Saône et Loire économie

Dominique Fayel - "Un langage de vérité"

Dominique Fayel - "Un langage de vérité"

Eleveur allaitant dans l’Aveyron, Dominique Fayel a en charge la commission Montagnes et Zones défavorisées à la FNSEA. Il participera à la prochaine assemblée générale de la FDSEA 71, le 10 mars, à la salle Le Moderne à Montchanin, et revient ici sur les enjeux pour notre profession.

Né sur les terres aveyronnaises de ses ancêtres, Dominique Fayel a été naturellement bercé par les propos de Marcel Bruel, de Raymond Lacombe ou encore de Dominique Barrau… Rencontre avec un homme discret, mais de caractère.

Qui êtes-vous ? Pouvez-vous vous présenter ?

(CONSIGNE A):
D'après l'extrait choisi, de quelle commission Dominique Fayel s'occupe-t-il à la FNSEA ?
Le texte et les enregistrements n'ont aucun lien entre eux.

(DONNÉES FOURNIES):
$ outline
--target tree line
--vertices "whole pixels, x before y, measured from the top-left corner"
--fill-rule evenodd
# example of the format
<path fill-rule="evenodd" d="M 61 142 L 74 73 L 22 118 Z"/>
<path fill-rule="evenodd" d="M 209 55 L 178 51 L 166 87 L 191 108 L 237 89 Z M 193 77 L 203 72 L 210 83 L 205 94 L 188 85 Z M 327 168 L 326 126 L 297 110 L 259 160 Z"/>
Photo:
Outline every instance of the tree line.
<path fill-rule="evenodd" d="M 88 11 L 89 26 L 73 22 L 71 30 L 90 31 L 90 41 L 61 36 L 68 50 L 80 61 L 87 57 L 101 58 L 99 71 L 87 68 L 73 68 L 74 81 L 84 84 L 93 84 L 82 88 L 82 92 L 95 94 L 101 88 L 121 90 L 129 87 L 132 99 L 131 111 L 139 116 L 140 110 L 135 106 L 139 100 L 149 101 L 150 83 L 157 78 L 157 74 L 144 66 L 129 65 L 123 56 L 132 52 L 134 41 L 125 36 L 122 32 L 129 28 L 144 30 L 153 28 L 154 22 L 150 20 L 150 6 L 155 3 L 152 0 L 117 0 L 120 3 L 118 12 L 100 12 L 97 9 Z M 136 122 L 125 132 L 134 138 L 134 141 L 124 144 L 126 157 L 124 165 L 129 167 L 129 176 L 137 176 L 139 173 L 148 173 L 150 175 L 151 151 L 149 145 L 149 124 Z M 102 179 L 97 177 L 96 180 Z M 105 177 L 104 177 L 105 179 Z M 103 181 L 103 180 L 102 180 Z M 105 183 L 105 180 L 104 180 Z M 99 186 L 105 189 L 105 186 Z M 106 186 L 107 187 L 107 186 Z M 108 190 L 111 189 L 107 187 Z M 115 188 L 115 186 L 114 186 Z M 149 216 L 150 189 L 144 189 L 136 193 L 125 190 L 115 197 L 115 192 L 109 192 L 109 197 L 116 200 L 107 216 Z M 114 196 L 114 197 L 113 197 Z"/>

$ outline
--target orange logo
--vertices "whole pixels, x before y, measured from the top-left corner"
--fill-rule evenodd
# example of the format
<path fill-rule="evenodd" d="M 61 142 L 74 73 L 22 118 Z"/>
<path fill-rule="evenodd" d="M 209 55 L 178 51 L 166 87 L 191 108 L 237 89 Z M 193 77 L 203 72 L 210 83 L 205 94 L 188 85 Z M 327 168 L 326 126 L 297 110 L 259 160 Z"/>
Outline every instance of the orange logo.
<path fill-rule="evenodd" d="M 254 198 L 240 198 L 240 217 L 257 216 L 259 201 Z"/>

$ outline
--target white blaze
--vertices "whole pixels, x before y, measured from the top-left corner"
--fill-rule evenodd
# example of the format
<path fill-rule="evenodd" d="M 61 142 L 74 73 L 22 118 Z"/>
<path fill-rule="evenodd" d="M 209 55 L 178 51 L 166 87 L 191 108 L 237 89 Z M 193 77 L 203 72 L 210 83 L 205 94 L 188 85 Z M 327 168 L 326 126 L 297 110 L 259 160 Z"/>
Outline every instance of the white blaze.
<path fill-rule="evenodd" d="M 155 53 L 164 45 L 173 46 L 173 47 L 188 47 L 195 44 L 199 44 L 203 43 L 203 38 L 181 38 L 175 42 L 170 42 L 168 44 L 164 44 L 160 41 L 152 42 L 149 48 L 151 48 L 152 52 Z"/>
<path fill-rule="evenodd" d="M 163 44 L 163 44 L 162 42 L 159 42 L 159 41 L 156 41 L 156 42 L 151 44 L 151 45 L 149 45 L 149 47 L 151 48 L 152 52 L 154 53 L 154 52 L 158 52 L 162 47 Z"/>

(CONSIGNE B):
Réécris sous forme de liste numérotée tout ce qui va du début des enregistrements jusqu'à la ligne qui contient « 87 57 L 101 », incluse, sans garder les lignes vides.

(RÉPONSE COMPLÈTE A):
La commission Montagnes et Zones défavorisées.

(RÉPONSE COMPLÈTE B):
1. $ outline
2. --target tree line
3. --vertices "whole pixels, x before y, measured from the top-left corner"
4. --fill-rule evenodd
5. # example of the format
6. <path fill-rule="evenodd" d="M 61 142 L 74 73 L 22 118 Z"/>
7. <path fill-rule="evenodd" d="M 209 55 L 178 51 L 166 87 L 191 108 L 237 89 Z M 193 77 L 203 72 L 210 83 L 205 94 L 188 85 Z M 327 168 L 326 126 L 297 110 L 259 160 Z"/>
8. Photo:
9. Outline every instance of the tree line.
10. <path fill-rule="evenodd" d="M 88 11 L 89 26 L 73 22 L 71 30 L 90 31 L 90 41 L 61 36 L 68 50 L 80 61 L 87 57 L 101 58 L 99 71 L 87 68 L 73 68 L 74 81 L 84 84 L 93 84 L 82 88 L 82 92 L 95 94 L 101 88 L 121 90 L 129 87 L 132 99 L 131 111 L 139 116 L 140 110 L 135 106 L 139 100 L 149 101 L 150 83 L 157 78 L 157 74 L 144 66 L 129 65 L 123 56 L 132 52 L 134 41 L 125 36 L 122 32 L 129 28 L 144 30 L 153 28 L 154 22 L 150 20 L 150 6 L 155 3 L 152 0 L 117 0 L 120 3 L 118 12 L 100 12 L 97 9 Z M 136 122 L 125 132 L 134 138 L 134 141 L 124 144 L 126 157 L 124 165 L 129 167 L 129 176 L 137 176 L 139 173 L 148 173 L 150 175 L 151 151 L 149 145 L 149 124 Z M 102 179 L 97 177 L 96 180 Z M 105 177 L 104 177 L 105 179 Z M 103 181 L 103 180 L 102 180 Z M 105 183 L 105 180 L 104 180 Z M 99 186 L 105 189 L 105 186 Z M 106 186 L 107 187 L 107 186 Z M 108 190 L 111 189 L 107 187 Z M 115 188 L 115 186 L 114 186 Z M 149 216 L 150 189 L 144 189 L 136 193 L 125 190 L 115 197 L 115 192 L 109 192 L 109 197 L 116 200 L 107 216 Z M 114 196 L 114 197 L 113 197 Z"/>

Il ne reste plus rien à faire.